- Problem
Repeat every entry exactly. Do not include the pictures.

- Data supplied
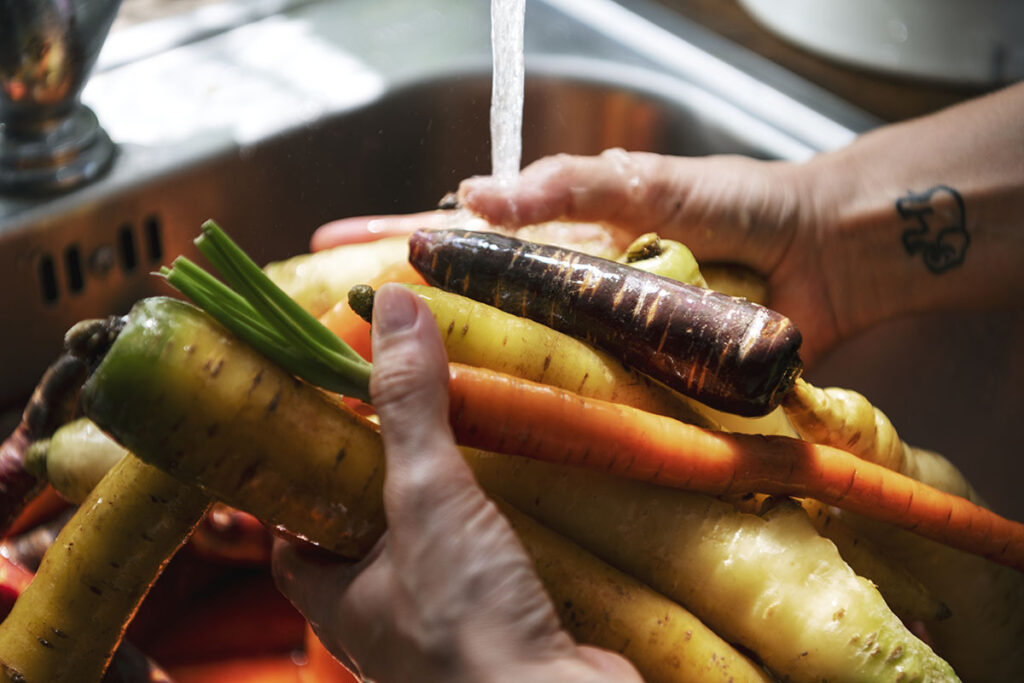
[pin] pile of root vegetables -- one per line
(688, 499)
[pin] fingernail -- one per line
(394, 309)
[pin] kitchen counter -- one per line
(889, 97)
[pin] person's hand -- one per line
(726, 209)
(449, 594)
(729, 209)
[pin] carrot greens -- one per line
(262, 314)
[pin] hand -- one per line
(723, 208)
(729, 209)
(449, 594)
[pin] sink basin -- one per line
(275, 116)
(273, 123)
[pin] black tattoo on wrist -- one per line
(939, 229)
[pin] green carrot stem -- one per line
(264, 316)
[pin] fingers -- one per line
(367, 228)
(409, 386)
(614, 186)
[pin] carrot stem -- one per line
(498, 412)
(554, 425)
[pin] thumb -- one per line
(409, 388)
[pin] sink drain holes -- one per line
(126, 248)
(154, 243)
(73, 267)
(48, 279)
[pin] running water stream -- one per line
(507, 18)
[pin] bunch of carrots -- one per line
(692, 347)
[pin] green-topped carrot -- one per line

- Solution to this problem
[pin] pile of root vegetables -- one per line
(688, 499)
[pin] fingernail -- one per line
(394, 309)
[pin] kitchen counter -- one per line
(889, 97)
[pin] person's hand -- one per line
(726, 209)
(449, 594)
(729, 209)
[pin] carrot greens -- one per line
(262, 314)
[pin] hand -- one per line
(723, 208)
(729, 209)
(449, 594)
[pin] sink basin -- one per line
(275, 116)
(273, 123)
[pin] black tattoo on wrist -- one per line
(939, 229)
[pin] green carrot stem -- one per line
(264, 316)
[pin] fingers -- one per line
(367, 228)
(409, 386)
(614, 186)
[pin] carrot stem -- one per line
(498, 412)
(554, 425)
[pin] thumb -- one per line
(409, 388)
[pin] sink drain holes -- one per line
(126, 248)
(154, 243)
(73, 267)
(48, 279)
[pin] running water stream -- one per line
(507, 18)
[pin] bunch of carrots -- one per line
(692, 347)
[pin] green-topped carrot -- one per line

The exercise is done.